● 抜粋本文:

ペットロスエッセイ
ペットロスエッセイ


第1回「ペットロス」エッセイコンテスト
審査員推奨作品

― 審査員推奨作品 ―

「苦しんでいるあなたへ」

群馬県みどり市
峯岸 さち子 (みねぎし さちこ) 41歳

ペットロスの悲しみの深さは人それぞれ違うもの……。

そのことを知ったのは今から二十年近く前、愛犬“ハッピー”が、天に召された時でした。

シェットランド・シープ・ドッグの仔犬、“ハッピー”は室内犬第一号として、私が中学二年の時に我が家に迎えられました。そして、十四年と数ヵ月後の十二月三十一日早朝に、私たち家族の元を旅立ったのでした。

主に散歩担当だった父の表情からは、“ハッピー”の死に対する心の動きは何も感じられませんでした。同様に、犬嫌いの祖母も普段と同じで変わったところは全く見られませんでした。母は時どき泣いていたようですが、後にハッピーのムスメ“アラン”が亡くなった時の方が落ち込み方が激しかったように思われます。トリマーとして動物病院で働いていた妹は、とてもハッピーを可愛がっていました。でも、看護助手として命と向き合う事も多かったのか、“死”に対する心構えを日頃から持っていたのでしょう。誰よりも冷静でいたように思います。そして、私は……、寝起きを共にするなど、一番濃密な接触をしていたことと、腕の中で最後を看取ったこともあり、ダメージは人一倍大きなものでした。

血のつながった五人でさえ、一人ひとり受け止め方に温度差があったのですから、私は誰にも心の内を曝け出すことはしませんでした。そう、本能的にペットロスの傷の深さの違いを感じていたのかもしれません。

● 提供資料:
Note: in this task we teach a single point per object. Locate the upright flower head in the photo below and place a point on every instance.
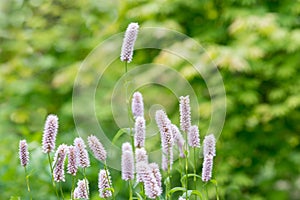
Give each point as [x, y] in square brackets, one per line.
[164, 125]
[127, 162]
[97, 148]
[81, 153]
[185, 113]
[59, 162]
[193, 137]
[207, 168]
[72, 161]
[139, 135]
[209, 145]
[23, 153]
[82, 190]
[50, 132]
[137, 105]
[128, 42]
[104, 183]
[178, 138]
[152, 188]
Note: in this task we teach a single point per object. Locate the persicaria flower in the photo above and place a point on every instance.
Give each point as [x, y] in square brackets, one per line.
[137, 105]
[82, 189]
[207, 168]
[152, 189]
[209, 145]
[164, 125]
[178, 138]
[128, 42]
[81, 153]
[72, 161]
[185, 113]
[97, 148]
[127, 162]
[193, 137]
[23, 153]
[59, 162]
[50, 132]
[139, 135]
[104, 183]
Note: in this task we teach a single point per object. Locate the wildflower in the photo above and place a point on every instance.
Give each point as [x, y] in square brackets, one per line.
[155, 170]
[82, 190]
[104, 184]
[23, 153]
[50, 132]
[128, 42]
[164, 125]
[140, 156]
[178, 139]
[127, 162]
[59, 161]
[139, 136]
[152, 189]
[209, 145]
[185, 113]
[207, 167]
[137, 105]
[72, 161]
[193, 137]
[97, 148]
[81, 153]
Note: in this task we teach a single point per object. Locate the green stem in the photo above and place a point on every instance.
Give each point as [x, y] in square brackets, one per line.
[27, 182]
[195, 171]
[61, 191]
[186, 166]
[130, 190]
[73, 185]
[52, 178]
[85, 181]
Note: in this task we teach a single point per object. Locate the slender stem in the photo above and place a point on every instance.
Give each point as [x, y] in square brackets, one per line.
[61, 191]
[186, 166]
[195, 171]
[73, 185]
[27, 182]
[130, 189]
[52, 178]
[85, 181]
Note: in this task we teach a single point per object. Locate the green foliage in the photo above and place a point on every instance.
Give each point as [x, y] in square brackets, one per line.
[255, 44]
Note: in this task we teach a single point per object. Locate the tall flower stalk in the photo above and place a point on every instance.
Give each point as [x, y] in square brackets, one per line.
[185, 124]
[24, 160]
[49, 139]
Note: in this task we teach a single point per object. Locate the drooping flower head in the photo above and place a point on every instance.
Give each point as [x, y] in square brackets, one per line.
[164, 125]
[193, 137]
[137, 105]
[209, 145]
[81, 153]
[72, 161]
[128, 42]
[207, 168]
[59, 163]
[152, 189]
[82, 189]
[178, 138]
[185, 113]
[97, 148]
[23, 153]
[127, 162]
[50, 132]
[104, 183]
[139, 135]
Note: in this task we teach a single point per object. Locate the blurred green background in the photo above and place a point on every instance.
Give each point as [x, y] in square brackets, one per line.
[255, 44]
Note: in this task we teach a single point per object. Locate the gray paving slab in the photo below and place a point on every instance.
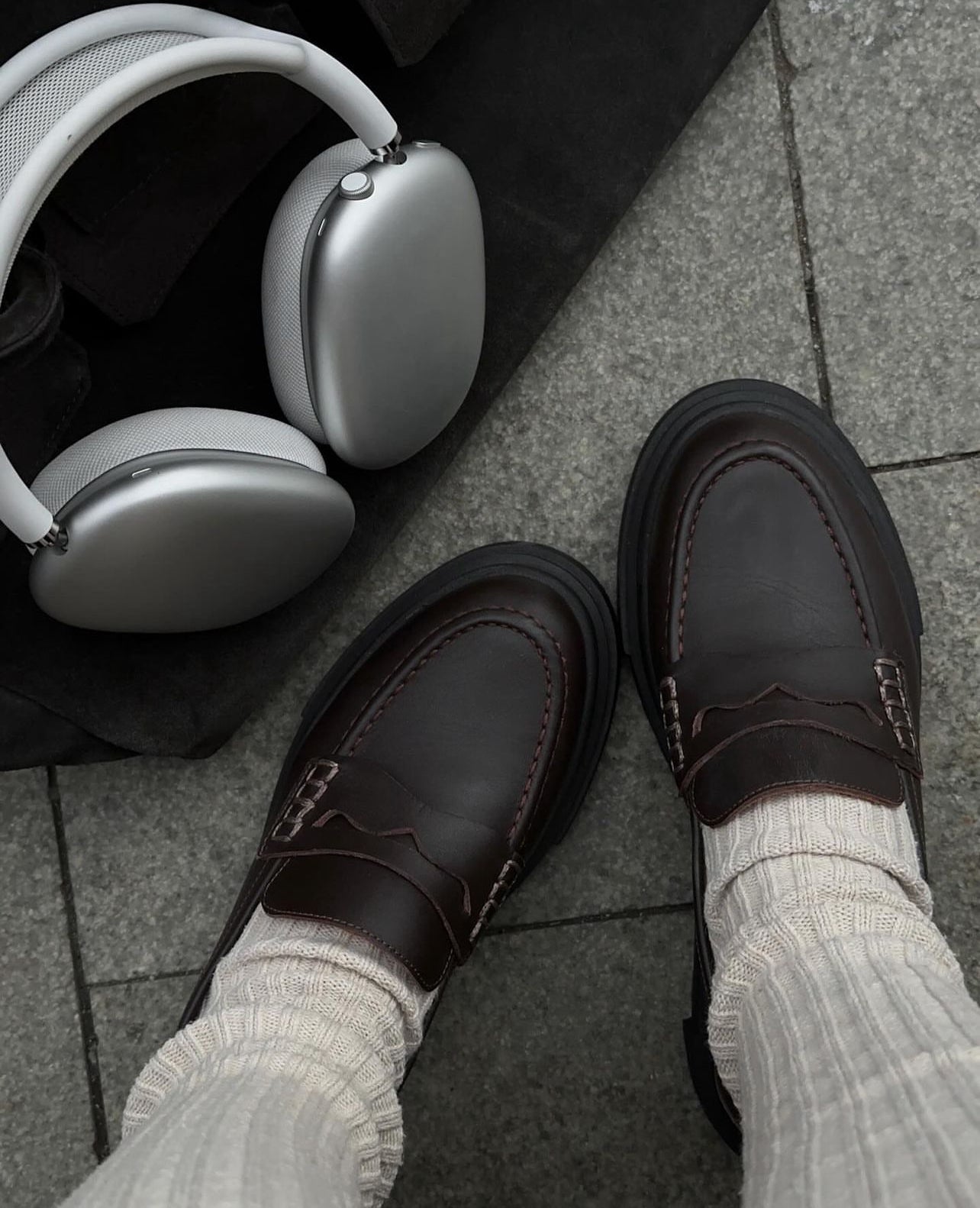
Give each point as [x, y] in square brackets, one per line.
[553, 1074]
[700, 280]
[132, 1022]
[938, 512]
[886, 115]
[44, 1097]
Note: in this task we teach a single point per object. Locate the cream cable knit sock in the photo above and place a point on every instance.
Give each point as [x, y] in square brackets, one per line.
[839, 1019]
[284, 1091]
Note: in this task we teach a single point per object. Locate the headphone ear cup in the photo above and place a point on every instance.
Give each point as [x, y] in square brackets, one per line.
[185, 520]
[282, 277]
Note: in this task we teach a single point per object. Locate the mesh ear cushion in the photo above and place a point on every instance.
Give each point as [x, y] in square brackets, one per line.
[282, 279]
[163, 431]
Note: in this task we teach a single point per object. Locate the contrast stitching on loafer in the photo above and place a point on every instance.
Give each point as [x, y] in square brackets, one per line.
[809, 489]
[421, 645]
[548, 693]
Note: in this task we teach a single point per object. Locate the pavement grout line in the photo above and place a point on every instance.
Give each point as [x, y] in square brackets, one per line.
[785, 75]
[86, 1019]
[608, 916]
[137, 979]
[922, 463]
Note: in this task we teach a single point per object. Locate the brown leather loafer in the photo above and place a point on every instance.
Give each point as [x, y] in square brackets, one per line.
[772, 625]
[446, 751]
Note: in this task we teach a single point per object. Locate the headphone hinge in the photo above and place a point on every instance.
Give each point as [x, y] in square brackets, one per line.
[56, 538]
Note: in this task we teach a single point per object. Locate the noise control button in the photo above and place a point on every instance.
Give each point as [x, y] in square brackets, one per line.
[356, 185]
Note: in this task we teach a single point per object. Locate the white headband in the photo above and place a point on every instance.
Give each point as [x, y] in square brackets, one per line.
[63, 91]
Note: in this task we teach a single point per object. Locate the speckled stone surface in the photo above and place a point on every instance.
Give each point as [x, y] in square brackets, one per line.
[132, 1022]
[44, 1098]
[888, 105]
[685, 290]
[554, 1074]
[938, 515]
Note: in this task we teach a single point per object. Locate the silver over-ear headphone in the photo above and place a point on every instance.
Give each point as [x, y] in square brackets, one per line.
[373, 306]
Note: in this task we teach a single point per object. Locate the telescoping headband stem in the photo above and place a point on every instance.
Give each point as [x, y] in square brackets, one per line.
[66, 89]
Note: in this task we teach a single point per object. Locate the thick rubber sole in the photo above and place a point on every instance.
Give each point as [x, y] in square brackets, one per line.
[587, 599]
[643, 496]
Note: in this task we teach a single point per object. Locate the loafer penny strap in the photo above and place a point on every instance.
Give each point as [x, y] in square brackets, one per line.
[356, 847]
[739, 726]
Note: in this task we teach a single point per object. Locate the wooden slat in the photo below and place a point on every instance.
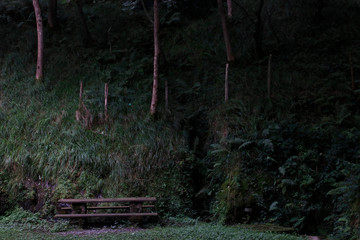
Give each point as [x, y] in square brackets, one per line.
[81, 215]
[100, 200]
[109, 207]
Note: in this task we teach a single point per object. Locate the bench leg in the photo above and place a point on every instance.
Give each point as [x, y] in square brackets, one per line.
[79, 208]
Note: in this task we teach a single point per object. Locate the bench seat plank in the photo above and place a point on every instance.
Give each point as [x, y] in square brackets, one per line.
[102, 200]
[109, 207]
[82, 215]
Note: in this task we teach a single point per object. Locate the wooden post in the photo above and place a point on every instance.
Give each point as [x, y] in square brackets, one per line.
[40, 55]
[166, 96]
[153, 106]
[106, 98]
[230, 56]
[269, 77]
[353, 86]
[227, 82]
[80, 94]
[229, 3]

● 資料の設問:
A: ペットロスのエッセイのうち、「そのことを知ったのは今から二」から「感じていたのかもしれません。」までを一字一句変えずに書き出してください。
B: ペットロスのエッセイによると、“ハッピー”は何という犬種でしたか。

● 番号付き解答:
A:
そのことを知ったのは今から二十年近く前、愛犬“ハッピー”が、天に召された時でした。

シェットランド・シープ・ドッグの仔犬、“ハッピー”は室内犬第一号として、私が中学二年の時に我が家に迎えられました。そして、十四年と数ヵ月後の十二月三十一日早朝に、私たち家族の元を旅立ったのでした。

主に散歩担当だった父の表情からは、“ハッピー”の死に対する心の動きは何も感じられませんでした。同様に、犬嫌いの祖母も普段と同じで変わったところは全く見られませんでした。母は時どき泣いていたようですが、後にハッピーのムスメ“アラン”が亡くなった時の方が落ち込み方が激しかったように思われます。トリマーとして動物病院で働いていた妹は、とてもハッピーを可愛がっていました。でも、看護助手として命と向き合う事も多かったのか、“死”に対する心構えを日頃から持っていたのでしょう。誰よりも冷静でいたように思います。そして、私は……、寝起きを共にするなど、一番濃密な接触をしていたことと、腕の中で最後を看取ったこともあり、ダメージは人一倍大きなものでした。

血のつながった五人でさえ、一人ひとり受け止め方に温度差があったのですから、私は誰にも心の内を曝け出すことはしませんでした。そう、本能的にペットロスの傷の深さの違いを感じていたのかもしれません。

B: シェットランド・シープ・ドッグです。